▶ [What needs to be done]
Format the lines of the listing below as a JSON list of strings, one string per line, from the line containing "detect the arched" up to and including the line containing "[793,248,821,373]". Leave out any blank lines.

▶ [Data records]
----------------

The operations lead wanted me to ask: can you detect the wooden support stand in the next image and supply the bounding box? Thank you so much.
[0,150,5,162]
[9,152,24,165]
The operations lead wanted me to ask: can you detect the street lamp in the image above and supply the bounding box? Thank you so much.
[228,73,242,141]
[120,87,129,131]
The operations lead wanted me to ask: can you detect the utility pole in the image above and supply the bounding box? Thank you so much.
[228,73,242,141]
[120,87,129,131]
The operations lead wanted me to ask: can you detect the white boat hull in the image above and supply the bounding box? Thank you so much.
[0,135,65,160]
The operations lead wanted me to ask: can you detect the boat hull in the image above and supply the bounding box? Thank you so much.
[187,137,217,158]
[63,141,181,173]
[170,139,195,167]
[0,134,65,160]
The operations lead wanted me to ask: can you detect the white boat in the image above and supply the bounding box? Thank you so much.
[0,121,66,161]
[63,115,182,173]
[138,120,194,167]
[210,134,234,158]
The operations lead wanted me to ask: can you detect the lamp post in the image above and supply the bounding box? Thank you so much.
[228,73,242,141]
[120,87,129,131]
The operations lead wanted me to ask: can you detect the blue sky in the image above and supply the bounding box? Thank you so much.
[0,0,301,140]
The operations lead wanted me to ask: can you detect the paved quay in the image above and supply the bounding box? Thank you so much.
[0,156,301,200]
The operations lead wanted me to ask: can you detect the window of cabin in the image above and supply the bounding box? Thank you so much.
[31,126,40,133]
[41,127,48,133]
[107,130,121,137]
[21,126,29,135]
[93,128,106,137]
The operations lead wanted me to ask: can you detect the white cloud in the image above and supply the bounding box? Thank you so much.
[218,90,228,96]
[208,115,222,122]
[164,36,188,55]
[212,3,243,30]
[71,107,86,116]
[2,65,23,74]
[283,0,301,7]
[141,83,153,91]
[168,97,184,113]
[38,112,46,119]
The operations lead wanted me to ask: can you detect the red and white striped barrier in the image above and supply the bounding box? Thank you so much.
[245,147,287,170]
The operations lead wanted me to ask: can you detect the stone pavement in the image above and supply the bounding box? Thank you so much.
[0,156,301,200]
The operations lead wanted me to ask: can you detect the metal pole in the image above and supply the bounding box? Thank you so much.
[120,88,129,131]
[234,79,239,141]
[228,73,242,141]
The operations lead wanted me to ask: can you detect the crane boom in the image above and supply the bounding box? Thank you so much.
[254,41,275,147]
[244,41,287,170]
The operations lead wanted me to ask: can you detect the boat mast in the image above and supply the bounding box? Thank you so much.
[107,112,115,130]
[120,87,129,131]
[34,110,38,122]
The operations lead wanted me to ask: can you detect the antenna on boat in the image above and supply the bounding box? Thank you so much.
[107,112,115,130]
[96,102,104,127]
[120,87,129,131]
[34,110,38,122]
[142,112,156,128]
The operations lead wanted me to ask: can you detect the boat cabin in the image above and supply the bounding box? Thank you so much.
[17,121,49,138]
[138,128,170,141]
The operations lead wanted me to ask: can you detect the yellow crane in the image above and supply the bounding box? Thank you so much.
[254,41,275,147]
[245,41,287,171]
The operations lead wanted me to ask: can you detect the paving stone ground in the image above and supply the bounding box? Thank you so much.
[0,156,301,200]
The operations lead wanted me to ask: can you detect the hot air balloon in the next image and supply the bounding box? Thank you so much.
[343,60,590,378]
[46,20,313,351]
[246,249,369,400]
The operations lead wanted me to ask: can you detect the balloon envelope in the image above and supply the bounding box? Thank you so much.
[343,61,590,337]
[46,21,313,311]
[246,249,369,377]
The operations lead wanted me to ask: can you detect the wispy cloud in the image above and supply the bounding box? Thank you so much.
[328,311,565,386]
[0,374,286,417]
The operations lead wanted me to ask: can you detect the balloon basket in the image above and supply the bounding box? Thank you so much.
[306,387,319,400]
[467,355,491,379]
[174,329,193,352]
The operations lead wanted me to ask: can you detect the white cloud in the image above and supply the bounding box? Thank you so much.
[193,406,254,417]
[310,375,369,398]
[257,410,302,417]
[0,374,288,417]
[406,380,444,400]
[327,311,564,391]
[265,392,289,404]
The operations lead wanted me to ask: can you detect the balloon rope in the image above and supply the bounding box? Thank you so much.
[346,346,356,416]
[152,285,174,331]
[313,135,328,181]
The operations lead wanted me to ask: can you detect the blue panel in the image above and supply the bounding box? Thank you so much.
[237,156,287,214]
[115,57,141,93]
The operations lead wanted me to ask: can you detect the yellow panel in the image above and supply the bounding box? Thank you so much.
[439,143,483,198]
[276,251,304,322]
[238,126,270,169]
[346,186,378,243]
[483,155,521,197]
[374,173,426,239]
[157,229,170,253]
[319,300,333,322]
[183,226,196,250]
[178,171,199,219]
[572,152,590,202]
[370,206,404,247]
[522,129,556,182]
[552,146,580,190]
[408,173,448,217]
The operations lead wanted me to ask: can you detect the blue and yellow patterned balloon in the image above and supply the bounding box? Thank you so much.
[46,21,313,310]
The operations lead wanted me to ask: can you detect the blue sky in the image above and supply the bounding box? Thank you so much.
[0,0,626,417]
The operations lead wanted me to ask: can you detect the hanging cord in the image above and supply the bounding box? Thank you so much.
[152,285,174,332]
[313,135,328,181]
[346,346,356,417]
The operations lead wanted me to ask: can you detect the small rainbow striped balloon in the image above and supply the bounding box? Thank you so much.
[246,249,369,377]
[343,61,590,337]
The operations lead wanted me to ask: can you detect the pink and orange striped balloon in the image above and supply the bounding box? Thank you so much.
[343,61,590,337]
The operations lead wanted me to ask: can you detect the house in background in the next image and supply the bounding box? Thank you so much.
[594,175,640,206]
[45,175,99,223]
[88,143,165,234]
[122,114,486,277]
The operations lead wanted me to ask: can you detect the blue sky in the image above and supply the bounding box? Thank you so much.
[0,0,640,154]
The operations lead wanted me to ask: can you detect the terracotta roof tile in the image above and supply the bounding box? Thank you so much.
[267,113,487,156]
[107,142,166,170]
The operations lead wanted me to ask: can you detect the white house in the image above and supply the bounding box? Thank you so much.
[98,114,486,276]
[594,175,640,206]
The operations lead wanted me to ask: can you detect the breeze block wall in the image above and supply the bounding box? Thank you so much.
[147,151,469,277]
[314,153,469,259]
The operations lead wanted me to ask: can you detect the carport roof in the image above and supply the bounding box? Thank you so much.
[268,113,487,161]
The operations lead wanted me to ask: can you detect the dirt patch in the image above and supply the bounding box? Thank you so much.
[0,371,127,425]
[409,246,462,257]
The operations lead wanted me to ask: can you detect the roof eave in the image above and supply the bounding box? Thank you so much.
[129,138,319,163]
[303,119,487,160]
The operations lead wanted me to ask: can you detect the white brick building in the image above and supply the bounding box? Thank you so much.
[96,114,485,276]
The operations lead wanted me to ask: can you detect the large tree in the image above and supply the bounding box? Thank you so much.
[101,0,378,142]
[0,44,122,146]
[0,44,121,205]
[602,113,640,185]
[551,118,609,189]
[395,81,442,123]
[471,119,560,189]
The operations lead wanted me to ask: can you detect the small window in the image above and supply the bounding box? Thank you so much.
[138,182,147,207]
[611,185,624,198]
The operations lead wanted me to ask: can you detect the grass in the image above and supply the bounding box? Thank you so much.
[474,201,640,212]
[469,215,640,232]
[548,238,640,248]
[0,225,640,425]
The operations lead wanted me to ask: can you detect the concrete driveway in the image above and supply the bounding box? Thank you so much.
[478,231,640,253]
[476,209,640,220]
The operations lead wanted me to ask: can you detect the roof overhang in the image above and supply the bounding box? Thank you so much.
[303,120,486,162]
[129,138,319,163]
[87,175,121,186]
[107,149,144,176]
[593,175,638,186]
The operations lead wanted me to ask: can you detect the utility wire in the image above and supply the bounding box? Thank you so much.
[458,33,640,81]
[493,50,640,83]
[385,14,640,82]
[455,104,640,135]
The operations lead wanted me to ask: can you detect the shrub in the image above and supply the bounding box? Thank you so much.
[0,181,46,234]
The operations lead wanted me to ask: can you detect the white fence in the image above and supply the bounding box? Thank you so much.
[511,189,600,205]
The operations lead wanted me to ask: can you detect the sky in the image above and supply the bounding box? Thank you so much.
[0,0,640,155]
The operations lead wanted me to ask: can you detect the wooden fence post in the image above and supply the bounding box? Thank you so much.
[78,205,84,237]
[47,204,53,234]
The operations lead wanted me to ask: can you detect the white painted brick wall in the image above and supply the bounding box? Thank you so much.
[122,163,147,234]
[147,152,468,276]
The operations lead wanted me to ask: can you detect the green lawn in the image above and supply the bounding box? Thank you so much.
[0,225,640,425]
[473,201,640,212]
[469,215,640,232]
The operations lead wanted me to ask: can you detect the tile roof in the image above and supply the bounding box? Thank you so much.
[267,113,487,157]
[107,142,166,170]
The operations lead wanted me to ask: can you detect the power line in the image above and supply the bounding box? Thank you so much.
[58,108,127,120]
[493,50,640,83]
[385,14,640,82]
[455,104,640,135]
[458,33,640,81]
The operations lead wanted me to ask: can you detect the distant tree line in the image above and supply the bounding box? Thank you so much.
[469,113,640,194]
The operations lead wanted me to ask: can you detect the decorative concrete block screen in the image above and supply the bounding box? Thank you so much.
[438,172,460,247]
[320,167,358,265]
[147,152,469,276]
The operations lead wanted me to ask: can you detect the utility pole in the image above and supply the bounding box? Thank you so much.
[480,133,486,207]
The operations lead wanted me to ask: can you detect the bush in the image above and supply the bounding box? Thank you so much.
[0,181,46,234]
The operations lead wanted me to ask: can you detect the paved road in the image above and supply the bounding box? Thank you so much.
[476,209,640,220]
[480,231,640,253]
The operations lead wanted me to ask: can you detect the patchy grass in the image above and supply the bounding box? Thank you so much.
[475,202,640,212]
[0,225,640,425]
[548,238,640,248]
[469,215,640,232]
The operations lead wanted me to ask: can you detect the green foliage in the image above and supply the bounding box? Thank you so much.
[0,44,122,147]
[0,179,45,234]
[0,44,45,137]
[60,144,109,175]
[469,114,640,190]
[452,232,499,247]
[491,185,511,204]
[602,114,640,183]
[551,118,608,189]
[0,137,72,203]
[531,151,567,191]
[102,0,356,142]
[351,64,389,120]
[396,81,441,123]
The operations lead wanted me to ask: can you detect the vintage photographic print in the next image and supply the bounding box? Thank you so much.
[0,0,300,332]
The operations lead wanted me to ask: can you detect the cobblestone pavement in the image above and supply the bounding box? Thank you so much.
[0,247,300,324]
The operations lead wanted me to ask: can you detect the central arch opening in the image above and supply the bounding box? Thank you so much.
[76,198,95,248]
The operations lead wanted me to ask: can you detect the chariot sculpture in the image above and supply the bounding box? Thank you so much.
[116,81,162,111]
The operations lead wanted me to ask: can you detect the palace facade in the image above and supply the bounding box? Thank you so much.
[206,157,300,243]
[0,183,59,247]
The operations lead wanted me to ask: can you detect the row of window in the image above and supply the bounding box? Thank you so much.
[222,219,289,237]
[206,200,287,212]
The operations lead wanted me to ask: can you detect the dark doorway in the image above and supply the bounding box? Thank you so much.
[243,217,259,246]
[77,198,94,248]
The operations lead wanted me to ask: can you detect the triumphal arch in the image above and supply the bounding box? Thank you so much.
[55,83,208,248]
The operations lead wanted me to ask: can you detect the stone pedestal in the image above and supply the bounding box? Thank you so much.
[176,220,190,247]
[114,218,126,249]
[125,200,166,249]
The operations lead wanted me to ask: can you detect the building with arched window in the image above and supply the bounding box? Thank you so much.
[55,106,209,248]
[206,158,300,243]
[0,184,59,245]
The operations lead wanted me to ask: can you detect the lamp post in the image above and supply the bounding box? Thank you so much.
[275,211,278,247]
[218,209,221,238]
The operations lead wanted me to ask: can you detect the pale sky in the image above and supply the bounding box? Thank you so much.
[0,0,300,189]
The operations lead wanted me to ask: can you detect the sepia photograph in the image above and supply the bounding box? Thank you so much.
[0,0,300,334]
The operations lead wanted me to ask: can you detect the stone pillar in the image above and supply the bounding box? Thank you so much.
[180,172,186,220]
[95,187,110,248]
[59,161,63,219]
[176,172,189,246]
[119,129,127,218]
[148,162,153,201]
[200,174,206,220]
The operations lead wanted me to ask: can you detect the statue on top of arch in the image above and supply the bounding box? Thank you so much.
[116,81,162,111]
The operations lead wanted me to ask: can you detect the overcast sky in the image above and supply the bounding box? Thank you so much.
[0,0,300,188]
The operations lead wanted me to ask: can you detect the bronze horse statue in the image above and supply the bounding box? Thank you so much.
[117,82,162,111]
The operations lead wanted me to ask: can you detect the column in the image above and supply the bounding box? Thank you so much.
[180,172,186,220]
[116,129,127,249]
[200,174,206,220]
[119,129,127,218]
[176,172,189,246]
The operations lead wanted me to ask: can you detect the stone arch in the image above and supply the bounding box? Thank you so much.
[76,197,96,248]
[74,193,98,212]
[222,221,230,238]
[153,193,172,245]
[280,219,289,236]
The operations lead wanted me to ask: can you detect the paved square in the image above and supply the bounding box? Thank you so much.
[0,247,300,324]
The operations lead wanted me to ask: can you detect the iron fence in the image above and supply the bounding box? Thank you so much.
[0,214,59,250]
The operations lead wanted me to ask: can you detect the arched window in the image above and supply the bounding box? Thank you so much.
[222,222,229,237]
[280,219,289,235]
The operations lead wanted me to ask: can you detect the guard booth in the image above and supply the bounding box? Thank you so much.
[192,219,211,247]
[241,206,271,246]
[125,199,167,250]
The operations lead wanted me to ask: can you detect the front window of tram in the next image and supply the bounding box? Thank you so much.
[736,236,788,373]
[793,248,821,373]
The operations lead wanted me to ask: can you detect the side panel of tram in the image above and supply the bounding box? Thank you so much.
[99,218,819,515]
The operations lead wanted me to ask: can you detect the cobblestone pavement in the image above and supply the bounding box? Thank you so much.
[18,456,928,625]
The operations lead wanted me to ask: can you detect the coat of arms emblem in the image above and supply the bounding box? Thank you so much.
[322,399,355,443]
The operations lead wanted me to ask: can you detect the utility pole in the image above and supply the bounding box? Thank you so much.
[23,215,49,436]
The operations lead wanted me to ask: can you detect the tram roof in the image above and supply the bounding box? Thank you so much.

----------------

▶ [Answer to the problem]
[
  "The operations lead wanted me to ask: can you detect the arched window in the image above and supply the bounding box? Thank you so much.",
  "[222,222,229,237]",
  "[280,219,289,235]",
  "The operations lead wanted me to ask: can you detect the guard booth in the image above and supply the bounding box? Thank you so much.",
  "[192,219,211,247]",
  "[241,206,271,246]",
  "[125,199,167,250]",
  "The operations lead wanted me to ask: can you detect the front window of tram in the next image and supply the bounding box? Thank you so much.",
  "[736,236,788,373]",
  "[793,248,821,373]"
]